- SHORT PROBLEM:
Render the lines below as a JSON list of strings with one string per line, skipping any blank lines and leaving the pictures out.

___ PROVIDED MATERIAL ___

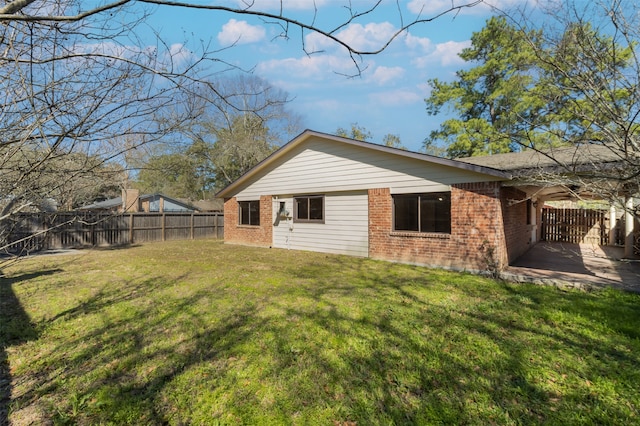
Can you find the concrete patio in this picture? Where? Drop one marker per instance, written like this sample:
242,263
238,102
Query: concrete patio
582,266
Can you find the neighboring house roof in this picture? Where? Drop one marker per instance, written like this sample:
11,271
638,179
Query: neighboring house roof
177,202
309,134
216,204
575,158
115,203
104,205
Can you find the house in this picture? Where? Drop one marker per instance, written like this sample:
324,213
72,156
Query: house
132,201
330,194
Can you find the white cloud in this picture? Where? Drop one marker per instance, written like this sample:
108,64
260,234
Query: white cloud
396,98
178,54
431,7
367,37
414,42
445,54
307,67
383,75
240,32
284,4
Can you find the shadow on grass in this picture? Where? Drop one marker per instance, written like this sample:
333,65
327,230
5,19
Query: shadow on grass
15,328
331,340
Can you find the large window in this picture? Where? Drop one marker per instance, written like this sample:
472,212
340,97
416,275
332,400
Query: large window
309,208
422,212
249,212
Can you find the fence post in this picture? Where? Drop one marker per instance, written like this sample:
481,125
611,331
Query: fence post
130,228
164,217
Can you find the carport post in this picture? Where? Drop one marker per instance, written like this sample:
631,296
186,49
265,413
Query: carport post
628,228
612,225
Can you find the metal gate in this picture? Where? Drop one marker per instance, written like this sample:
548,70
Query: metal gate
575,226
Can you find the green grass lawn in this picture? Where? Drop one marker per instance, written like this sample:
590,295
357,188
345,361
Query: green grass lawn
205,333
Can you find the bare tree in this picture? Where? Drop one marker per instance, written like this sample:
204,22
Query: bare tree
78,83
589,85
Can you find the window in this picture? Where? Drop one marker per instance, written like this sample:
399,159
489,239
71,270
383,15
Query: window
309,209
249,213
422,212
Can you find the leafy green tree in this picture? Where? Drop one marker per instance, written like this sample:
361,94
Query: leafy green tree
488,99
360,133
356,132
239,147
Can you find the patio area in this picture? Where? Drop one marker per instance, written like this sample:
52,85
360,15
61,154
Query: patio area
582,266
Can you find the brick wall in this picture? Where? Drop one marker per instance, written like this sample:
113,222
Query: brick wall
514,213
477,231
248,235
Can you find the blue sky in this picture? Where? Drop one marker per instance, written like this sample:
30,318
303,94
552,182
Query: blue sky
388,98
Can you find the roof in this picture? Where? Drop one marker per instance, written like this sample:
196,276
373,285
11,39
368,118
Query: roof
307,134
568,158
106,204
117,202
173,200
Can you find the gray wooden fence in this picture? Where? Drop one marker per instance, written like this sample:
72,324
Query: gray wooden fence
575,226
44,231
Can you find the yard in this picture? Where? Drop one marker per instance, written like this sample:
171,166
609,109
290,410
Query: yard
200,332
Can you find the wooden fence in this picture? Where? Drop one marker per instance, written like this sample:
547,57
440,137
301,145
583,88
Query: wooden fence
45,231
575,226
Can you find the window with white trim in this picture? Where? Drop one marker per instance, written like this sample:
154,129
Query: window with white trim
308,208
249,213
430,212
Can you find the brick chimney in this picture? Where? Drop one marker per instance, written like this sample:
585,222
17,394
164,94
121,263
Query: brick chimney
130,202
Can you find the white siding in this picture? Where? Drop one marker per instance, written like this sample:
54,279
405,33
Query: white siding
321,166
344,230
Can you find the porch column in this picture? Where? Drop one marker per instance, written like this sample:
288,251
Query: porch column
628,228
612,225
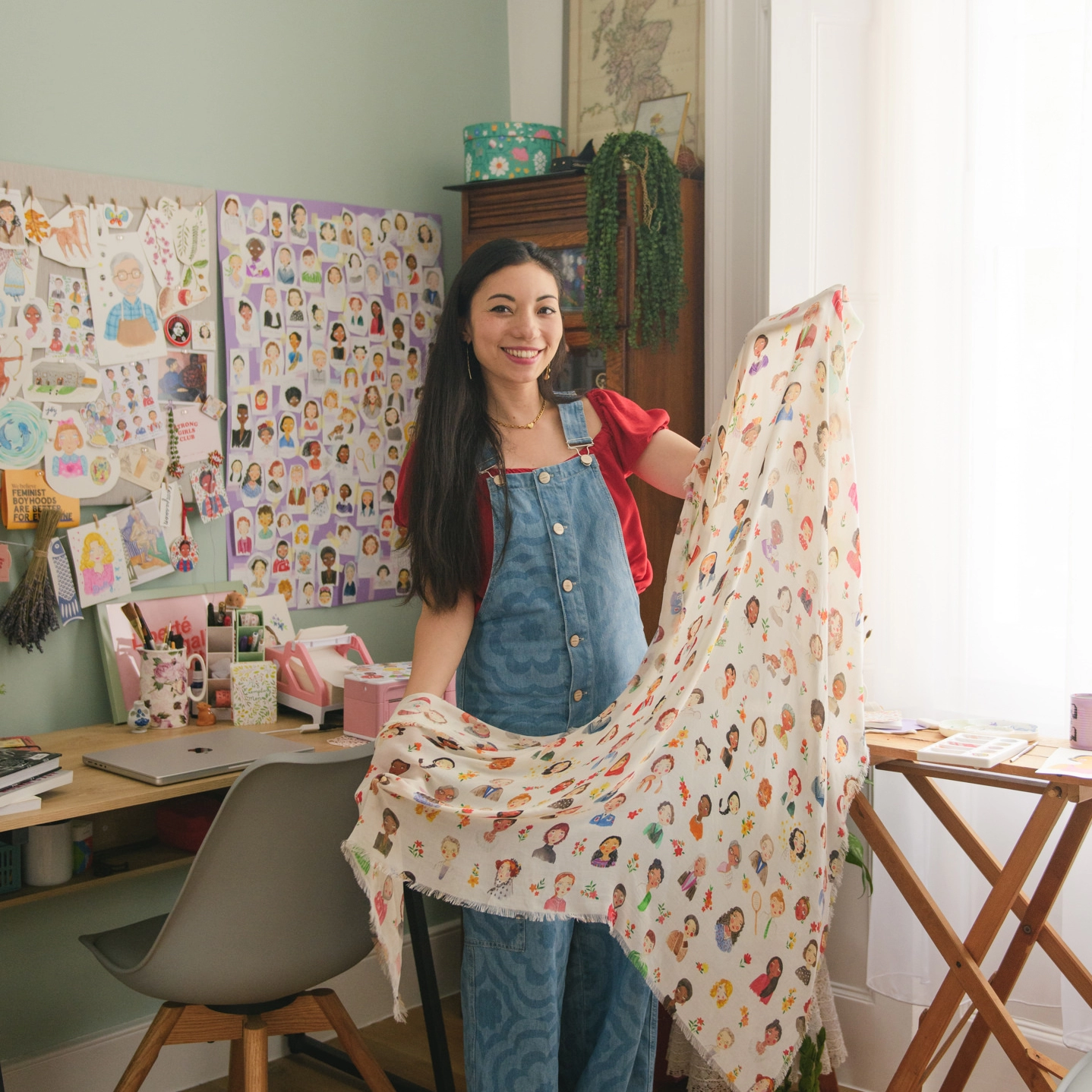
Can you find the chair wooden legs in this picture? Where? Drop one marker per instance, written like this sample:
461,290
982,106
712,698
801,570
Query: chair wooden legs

___

- SOLUTION TO THE PROBLEM:
[
  "Can you find the concrete patio in this picture? Where? Drop one marker per instance, written like this sample:",
  "242,263",
  "238,102",
  "Query: concrete patio",
  "582,266",
  "Can you find the neighboring house roof in this picture? Where? Drop one marker per instance, written like this sample:",
  "11,271",
  "638,179",
  "Query: neighboring house roof",
  "177,202",
  "309,134",
  "216,204",
  "575,158",
  "115,203",
  "104,205",
  "Can you find the house in this picture? Where? Drop one marker per instance, written like this sample:",
  "324,213",
  "72,156",
  "Query: house",
  "132,201",
  "330,194",
  "Can you find the white cloud in this picture? Where? Drop one marker per instance, written like this sample:",
  "108,64",
  "260,234",
  "Query: white cloud",
  "396,98",
  "178,54",
  "431,7",
  "367,37",
  "414,42",
  "445,54",
  "307,67",
  "383,75",
  "240,32",
  "284,4",
  "Can you find the shadow on grass in this picture? Where? Drop one marker per instance, written like this sample:",
  "333,65",
  "327,230",
  "5,19",
  "Query: shadow on grass",
  "15,328",
  "331,340",
  "Can you find the large window in this picture? Where? Drop one marker per instance, written like this sample:",
  "472,212",
  "340,97",
  "416,275",
  "332,400",
  "Query: large window",
  "309,208",
  "422,212",
  "249,212",
  "Can you find the fence post in this picture? Where? Drop one marker per instance, written like this sample:",
  "481,125",
  "611,331",
  "Query: fence post",
  "130,228",
  "164,217",
  "Can you find the carport post in this picture? Where? Drop one marker per instance, written like this sample:",
  "631,296",
  "186,49",
  "265,413",
  "Query: carport post",
  "628,228",
  "612,225",
  "Can you find the metal gate in this picture? Where? Drop one marker per instance, written like this sample:",
  "548,70",
  "Query: metal gate",
  "575,226",
  "Can you find the green grass lawn in this picture? Where? Drop one marker per instance, written like this sample:",
  "590,295",
  "357,188",
  "345,361",
  "Query: green grass lawn",
  "205,333",
  "Can you find the bare tree in this picture? Where? Drop one marker per instance, written like this sample:",
  "204,22",
  "Query: bare tree",
  "78,83",
  "589,85",
  "Can you find the window in this picture? Where? Drop one marker per instance, written like this sample:",
  "399,159",
  "489,239",
  "71,270",
  "383,15",
  "Query: window",
  "309,209",
  "249,213",
  "422,212",
  "Can you find the leafy green tree in this picture? Where? Drop one marker per instance, written like this sample:",
  "361,94",
  "Query: leafy green tree",
  "488,99",
  "360,133",
  "356,132",
  "239,147",
  "Can you find the patio area in this picture? Where? Drop one marker per instance, written like this sample:",
  "52,85",
  "360,15",
  "61,154",
  "Query: patio area",
  "582,266",
  "Can you find the brick wall in this picture? Where? Drop one marker per instance, written like this sample:",
  "113,222",
  "Query: brick wall",
  "514,213",
  "477,231",
  "248,235",
  "Can you find the blue sky in this picture? Where? Drop one marker per instance, written like this sample:",
  "30,318",
  "303,94",
  "552,182",
  "Query: blue sky",
  "388,98",
  "Can you find the roof in this picture? Where? Drop one marker per instance, written like this sample:",
  "196,276",
  "373,285",
  "11,39",
  "368,118",
  "Query: roof",
  "307,134",
  "568,158",
  "106,204",
  "117,202",
  "173,200",
  "Can you find the gray wooden fence in this picture? Where? Drop one marker per instance, written like this sample:",
  "72,324",
  "Query: gray wooden fence",
  "575,226",
  "44,231",
  "Can you find the yard in this picture? Where? Drop one marker per instance, written like this sample:",
  "171,166",
  "609,109",
  "290,410",
  "Query: yard",
  "200,332",
  "Can you find the wooden fence in this picture? Where? Drop one marker per instance, written like this sample:",
  "547,57",
  "440,137",
  "301,145",
  "583,88",
  "Query: wooden fence",
  "45,231",
  "575,226",
  "Can you find the window with white trim in this picture? Where? Drop one marker per instance, written like this sample:",
  "154,129",
  "Query: window with white trim",
  "308,208",
  "249,213",
  "430,212",
  "Can you find the brick chimney in this picture? Where? Drop one marker per instance, written like this sample:",
  "585,222",
  "17,394",
  "164,94",
  "121,263",
  "Query: brick chimney",
  "130,202",
  "Can you find the white siding in this picture? Where? Drop one marker per instance, written like this sample:",
  "54,279",
  "405,33",
  "Query: white siding",
  "321,166",
  "344,230",
  "Can you find the porch column in this picture? Where? Drop one marker per instance, written like this sample:",
  "288,251",
  "Query: porch column",
  "628,228",
  "612,225",
  "Can you find the chair wooden legs in this picture? Where? Drop one marker per instance, written like this sample:",
  "461,290",
  "982,106",
  "712,698",
  "801,570",
  "Query: chair wooden legs"
]